::: SUPPLIED INFORMATION :::

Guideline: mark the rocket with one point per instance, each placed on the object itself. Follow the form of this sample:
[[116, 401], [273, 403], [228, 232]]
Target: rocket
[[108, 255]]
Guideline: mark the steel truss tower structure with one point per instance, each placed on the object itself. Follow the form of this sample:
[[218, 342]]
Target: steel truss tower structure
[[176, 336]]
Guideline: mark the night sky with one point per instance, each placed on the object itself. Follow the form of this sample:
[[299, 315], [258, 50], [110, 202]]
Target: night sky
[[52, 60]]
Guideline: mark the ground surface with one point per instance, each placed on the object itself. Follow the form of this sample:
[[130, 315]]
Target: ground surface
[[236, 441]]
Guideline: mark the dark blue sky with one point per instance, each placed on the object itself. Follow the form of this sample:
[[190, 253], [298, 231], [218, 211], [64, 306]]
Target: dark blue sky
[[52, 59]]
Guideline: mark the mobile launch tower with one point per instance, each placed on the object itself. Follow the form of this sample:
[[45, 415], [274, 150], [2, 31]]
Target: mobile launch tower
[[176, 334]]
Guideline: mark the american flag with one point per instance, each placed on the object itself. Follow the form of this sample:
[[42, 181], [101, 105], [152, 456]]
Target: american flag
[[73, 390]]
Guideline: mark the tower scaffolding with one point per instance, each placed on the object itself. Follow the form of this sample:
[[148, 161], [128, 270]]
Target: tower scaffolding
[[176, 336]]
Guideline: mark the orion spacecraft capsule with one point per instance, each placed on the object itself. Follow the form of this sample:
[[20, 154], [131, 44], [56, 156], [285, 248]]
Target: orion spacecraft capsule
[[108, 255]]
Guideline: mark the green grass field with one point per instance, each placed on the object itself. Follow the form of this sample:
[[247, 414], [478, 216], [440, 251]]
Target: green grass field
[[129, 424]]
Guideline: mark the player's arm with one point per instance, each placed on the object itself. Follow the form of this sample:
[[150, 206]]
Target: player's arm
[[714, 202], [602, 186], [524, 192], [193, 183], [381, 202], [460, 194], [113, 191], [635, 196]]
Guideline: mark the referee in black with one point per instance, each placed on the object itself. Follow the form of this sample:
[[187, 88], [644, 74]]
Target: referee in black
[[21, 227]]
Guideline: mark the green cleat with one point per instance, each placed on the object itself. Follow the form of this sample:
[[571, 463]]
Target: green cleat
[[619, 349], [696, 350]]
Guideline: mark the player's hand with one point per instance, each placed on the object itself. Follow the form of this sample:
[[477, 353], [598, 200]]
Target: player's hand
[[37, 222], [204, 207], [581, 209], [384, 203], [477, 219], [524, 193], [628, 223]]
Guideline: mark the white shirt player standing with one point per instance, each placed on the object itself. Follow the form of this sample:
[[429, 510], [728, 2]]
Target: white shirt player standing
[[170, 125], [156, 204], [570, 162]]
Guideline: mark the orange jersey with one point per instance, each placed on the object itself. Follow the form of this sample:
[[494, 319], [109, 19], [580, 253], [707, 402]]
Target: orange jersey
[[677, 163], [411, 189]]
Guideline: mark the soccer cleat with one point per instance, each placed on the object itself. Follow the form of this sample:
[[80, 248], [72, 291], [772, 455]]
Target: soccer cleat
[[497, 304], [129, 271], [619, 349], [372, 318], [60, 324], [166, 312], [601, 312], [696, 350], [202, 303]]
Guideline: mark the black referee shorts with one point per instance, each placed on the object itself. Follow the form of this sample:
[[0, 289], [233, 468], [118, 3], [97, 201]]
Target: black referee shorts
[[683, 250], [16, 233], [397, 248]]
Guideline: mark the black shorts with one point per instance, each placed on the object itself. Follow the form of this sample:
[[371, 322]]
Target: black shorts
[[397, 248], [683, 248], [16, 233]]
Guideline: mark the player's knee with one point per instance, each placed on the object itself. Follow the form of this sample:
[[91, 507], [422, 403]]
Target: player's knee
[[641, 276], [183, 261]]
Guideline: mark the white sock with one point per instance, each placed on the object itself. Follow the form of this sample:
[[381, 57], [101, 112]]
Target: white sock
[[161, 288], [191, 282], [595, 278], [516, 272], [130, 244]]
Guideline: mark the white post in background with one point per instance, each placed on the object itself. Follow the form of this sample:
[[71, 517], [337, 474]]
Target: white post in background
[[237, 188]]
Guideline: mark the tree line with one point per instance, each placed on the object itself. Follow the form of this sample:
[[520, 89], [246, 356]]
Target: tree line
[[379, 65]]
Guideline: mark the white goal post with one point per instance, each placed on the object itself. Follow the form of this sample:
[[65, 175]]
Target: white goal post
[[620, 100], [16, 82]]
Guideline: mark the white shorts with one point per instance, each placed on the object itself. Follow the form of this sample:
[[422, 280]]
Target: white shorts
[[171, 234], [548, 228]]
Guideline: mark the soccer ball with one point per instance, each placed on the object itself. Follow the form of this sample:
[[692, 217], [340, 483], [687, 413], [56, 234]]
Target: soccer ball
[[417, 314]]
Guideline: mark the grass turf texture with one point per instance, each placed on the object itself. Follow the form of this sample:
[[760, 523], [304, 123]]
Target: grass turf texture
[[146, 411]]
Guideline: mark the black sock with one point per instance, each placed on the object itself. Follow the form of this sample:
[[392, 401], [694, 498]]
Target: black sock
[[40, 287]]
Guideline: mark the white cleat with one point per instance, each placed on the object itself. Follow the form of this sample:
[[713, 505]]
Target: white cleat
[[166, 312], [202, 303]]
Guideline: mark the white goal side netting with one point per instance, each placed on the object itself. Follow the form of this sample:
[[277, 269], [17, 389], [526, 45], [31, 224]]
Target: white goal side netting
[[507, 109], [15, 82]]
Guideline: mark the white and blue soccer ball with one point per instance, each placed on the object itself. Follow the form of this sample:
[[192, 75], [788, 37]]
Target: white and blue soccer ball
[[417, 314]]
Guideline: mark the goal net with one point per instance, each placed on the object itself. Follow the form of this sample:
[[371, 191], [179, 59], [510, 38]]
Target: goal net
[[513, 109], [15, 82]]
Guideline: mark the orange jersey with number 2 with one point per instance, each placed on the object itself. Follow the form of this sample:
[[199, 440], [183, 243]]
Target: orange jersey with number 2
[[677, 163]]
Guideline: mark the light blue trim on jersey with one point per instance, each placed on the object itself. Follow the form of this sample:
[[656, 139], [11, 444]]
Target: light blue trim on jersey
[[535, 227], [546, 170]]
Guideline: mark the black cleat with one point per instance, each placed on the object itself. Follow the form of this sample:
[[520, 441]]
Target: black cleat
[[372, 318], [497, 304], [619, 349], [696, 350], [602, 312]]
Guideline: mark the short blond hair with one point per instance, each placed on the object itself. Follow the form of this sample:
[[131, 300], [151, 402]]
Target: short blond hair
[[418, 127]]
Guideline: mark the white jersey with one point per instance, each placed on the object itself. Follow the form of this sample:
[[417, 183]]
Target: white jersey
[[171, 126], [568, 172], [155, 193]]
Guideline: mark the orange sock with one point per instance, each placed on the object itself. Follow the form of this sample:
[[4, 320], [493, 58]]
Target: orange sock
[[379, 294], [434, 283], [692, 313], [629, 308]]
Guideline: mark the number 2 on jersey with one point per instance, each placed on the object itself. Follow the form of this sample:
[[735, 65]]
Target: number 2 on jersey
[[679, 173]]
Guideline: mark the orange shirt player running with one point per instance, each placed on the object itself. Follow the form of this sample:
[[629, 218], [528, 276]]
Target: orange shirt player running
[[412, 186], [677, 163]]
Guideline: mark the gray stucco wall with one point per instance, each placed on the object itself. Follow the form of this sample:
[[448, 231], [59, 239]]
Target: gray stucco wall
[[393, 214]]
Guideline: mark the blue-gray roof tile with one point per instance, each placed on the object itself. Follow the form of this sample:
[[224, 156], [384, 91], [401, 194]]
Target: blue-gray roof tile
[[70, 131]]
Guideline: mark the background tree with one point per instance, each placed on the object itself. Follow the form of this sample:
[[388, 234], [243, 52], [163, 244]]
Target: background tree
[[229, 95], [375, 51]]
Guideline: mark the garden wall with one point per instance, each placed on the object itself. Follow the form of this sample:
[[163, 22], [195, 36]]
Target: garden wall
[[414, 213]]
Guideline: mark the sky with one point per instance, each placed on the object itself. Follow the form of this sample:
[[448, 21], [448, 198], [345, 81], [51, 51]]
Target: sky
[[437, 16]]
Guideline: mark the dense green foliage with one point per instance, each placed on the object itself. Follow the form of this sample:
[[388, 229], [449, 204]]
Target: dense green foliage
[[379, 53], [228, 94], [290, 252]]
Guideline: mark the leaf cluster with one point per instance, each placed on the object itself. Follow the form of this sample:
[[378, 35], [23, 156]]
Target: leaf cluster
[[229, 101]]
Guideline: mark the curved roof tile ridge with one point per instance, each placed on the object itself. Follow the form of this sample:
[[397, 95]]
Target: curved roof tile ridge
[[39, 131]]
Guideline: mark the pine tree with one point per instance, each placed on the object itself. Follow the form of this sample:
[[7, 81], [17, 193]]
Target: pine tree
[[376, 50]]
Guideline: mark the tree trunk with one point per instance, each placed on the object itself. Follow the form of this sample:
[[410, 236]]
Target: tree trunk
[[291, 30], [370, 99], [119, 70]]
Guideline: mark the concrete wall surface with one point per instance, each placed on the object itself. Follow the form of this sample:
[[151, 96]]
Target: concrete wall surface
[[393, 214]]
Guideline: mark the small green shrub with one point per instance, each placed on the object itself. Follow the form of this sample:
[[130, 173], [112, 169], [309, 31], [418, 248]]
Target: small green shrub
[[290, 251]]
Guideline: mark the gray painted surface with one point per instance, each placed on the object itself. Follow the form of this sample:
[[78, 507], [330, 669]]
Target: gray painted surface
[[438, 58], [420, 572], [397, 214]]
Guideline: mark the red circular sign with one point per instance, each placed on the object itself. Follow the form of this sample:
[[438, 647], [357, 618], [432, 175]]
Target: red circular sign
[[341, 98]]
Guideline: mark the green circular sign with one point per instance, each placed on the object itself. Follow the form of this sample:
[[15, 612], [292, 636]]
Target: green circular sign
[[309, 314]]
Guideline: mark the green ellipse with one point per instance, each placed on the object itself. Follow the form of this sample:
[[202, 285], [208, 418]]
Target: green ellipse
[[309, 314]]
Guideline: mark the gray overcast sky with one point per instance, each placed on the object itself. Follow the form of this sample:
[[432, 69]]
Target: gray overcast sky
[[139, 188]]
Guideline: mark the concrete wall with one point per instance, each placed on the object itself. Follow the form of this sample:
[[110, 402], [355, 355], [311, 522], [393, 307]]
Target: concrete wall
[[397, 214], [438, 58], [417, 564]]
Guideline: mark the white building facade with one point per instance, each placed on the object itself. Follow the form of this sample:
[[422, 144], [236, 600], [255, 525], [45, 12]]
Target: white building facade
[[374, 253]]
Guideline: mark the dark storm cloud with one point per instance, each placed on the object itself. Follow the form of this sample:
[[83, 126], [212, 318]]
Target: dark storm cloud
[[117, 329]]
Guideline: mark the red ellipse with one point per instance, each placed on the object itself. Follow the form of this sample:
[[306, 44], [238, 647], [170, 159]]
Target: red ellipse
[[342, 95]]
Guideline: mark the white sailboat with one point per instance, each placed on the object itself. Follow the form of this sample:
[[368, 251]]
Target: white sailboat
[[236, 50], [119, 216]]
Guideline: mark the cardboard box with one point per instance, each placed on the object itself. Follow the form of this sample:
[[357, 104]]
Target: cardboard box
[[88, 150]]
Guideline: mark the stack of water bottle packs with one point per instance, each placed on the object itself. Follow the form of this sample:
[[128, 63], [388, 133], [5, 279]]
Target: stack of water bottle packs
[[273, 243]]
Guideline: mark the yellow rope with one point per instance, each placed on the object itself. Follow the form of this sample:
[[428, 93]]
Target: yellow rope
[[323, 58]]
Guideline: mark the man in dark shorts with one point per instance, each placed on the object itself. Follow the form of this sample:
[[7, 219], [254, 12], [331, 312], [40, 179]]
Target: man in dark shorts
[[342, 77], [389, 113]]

:::

TRY IT: Starting at the line above that holds "Target: dark blue sky" and ending at the line that holds "Guideline: mark the referee", transcribe each line exactly and include no other lines.

RESPONSE TO THIS TASK:
Target: dark blue sky
[[52, 59]]
Guideline: mark the mobile launch tower with one point per instance, each placed on the object itself. Follow the form of this sample:
[[45, 415], [274, 150], [2, 31]]
Target: mobile launch tower
[[176, 334]]
Guideline: mark the american flag with one point per instance, each placed on the object itself. Follow the form of this sample:
[[42, 181], [101, 105], [152, 456]]
Target: american flag
[[73, 390]]
Guideline: mark the tower scaffolding with one point per instance, each placed on the object itself. Follow the form of this sample:
[[148, 161], [128, 270]]
Target: tower scaffolding
[[176, 336]]
Guideline: mark the orion spacecraft capsule with one point per instance, each placed on the object itself. Follow the form of this sample:
[[20, 154], [131, 44], [56, 156], [285, 248]]
Target: orion spacecraft capsule
[[108, 255]]
Guideline: mark the green grass field with one point per instance, each placed on the object itself. Follow the form of this sample:
[[247, 414], [478, 216], [440, 251]]
Target: green grass field
[[129, 424]]
Guideline: mark the player's arm with one point per instance, each placed on the object itself. Follow the form of this sample:
[[150, 206]]
Target: player's arm
[[714, 202], [602, 186], [524, 192], [193, 183], [381, 202], [460, 194], [113, 191], [635, 196]]
Guideline: mark the referee in black with one point per instance, each placed on the object itself. Follow the form of this sample:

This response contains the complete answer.